Problems to work on =
1. Answer these from the AI implementation page:
(a) What do the score thresholds under "Eval discipline" do?
(b) What three things do the operational runbooks cover?
(c) What does platform cleanup let teams avoid adding?
2. Decide whether each statement matches the AI implementation page, giving yes or no and the words that settle it:
(a) The work is meant to let teams ship AI features without relying on demos or manual inspection.
(b) The operating defaults call for more configuration.
(c) Release controls include rollout rules for new prompts, models, and tools.
3. Quote the stretch of the AI implementation page from "Operational runbooks" through "AI implementation consultant?".

Quoted text =
※
I help product and engineering teams turn AI prototypes into
production systems. The work usually covers
routing, tool boundaries, eval loops, fallback behavior,
observability, release gates, and rollback rules so teams can ship
AI features without relying on demos or manual inspection.
What gets built
The work is operational. Fewer moving parts. Better defaults. Clear
failure paths.
System boundaries
where agents should and should not operate
which tools are exposed
where deterministic code takes over
Eval discipline
test cases tied to real failures
score thresholds that block bad releases
repeatable comparisons across prompts and models
Reliability layer
timeouts, retries, and fallback paths
observability that explains behavior
incident paths that are not guesswork
Operating defaults
less configuration
fewer switches with unclear owners
faster iteration without hidden breakage
Typical deliverables
System map
Routing decisions, ownership boundaries, and failure points that
fit the actual product.
Release controls
Evals, thresholds, and rollout rules for new prompts, models, and
tools.
Operational runbooks
Escalation paths, rollback rules, and fallback expectations for
when the system fails.
Platform cleanup
Simpler primitives so teams can ship without adding another layer
of prompt plumbing.
AI implementation questions
What is an AI implementation consultant?
※
[Raw records]
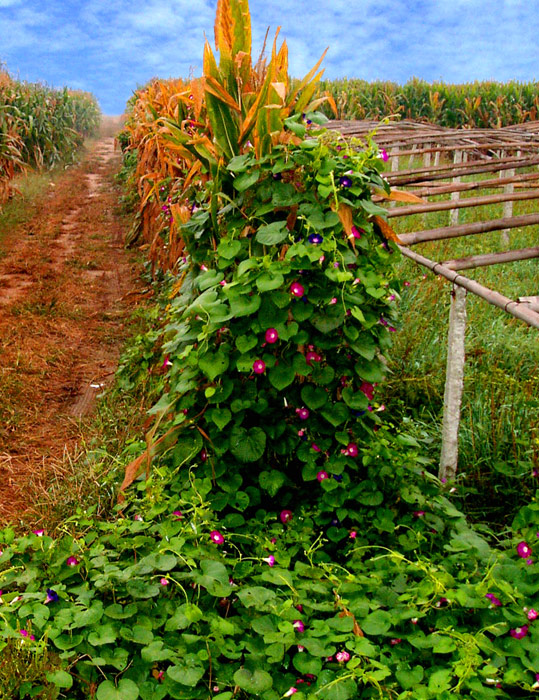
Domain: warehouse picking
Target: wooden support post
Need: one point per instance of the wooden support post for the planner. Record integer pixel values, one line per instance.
(509, 188)
(454, 381)
(455, 196)
(394, 166)
(427, 156)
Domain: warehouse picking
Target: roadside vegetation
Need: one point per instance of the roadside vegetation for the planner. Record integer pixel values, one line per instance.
(279, 531)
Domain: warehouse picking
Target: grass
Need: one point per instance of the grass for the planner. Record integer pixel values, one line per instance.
(499, 435)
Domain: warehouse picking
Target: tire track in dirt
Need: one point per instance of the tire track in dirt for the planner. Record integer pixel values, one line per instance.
(65, 280)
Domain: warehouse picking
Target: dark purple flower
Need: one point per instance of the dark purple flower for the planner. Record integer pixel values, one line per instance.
(523, 550)
(259, 366)
(272, 336)
(519, 632)
(297, 289)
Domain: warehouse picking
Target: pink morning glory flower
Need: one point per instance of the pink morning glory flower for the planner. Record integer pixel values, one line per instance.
(523, 550)
(297, 289)
(216, 537)
(368, 389)
(312, 356)
(495, 601)
(352, 449)
(519, 632)
(272, 336)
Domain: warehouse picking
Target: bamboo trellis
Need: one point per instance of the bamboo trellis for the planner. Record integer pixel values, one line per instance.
(475, 152)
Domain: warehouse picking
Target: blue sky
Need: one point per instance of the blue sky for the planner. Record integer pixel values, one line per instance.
(108, 47)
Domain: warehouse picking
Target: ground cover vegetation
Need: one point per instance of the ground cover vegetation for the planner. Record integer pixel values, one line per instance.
(40, 127)
(276, 535)
(485, 104)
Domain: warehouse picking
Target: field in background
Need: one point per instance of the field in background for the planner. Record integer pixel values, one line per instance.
(478, 104)
(40, 127)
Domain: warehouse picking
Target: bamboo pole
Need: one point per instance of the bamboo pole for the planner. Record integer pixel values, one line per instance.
(515, 308)
(468, 202)
(437, 234)
(473, 261)
(455, 195)
(454, 381)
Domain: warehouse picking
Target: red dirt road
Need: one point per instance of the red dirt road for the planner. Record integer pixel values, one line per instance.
(65, 284)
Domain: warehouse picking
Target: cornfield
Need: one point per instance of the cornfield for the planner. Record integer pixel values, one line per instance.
(477, 104)
(40, 127)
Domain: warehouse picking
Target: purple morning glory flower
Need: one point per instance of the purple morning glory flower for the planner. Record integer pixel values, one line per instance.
(52, 596)
(216, 537)
(272, 336)
(523, 550)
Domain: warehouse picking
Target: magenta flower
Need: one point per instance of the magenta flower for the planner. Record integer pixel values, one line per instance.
(216, 537)
(272, 336)
(519, 632)
(52, 596)
(297, 289)
(367, 389)
(523, 550)
(495, 601)
(259, 366)
(352, 449)
(312, 356)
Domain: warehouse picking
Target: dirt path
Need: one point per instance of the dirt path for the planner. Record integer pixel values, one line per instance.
(65, 280)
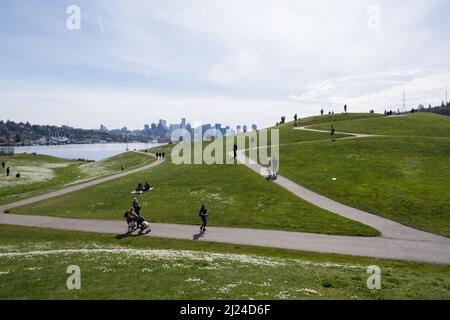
※
Per-task answers =
1.
(a) They block bad releases.
(b) Escalation paths, rollback rules, and fallback expectations for when the system fails.
(c) Another layer of prompt plumbing.

2.
(a) Yes: "so teams can ship AI features without relying on demos or manual inspection"
(b) No: "less configuration"
(c) Yes: "Evals, thresholds, and rollout rules for new prompts, models, and tools."

3.
Operational runbooks
Escalation paths, rollback rules, and fallback expectations for
when the system fails.
Platform cleanup
Simpler primitives so teams can ship without adding another layer
of prompt plumbing.
AI implementation questions
What is an AI implementation consultant?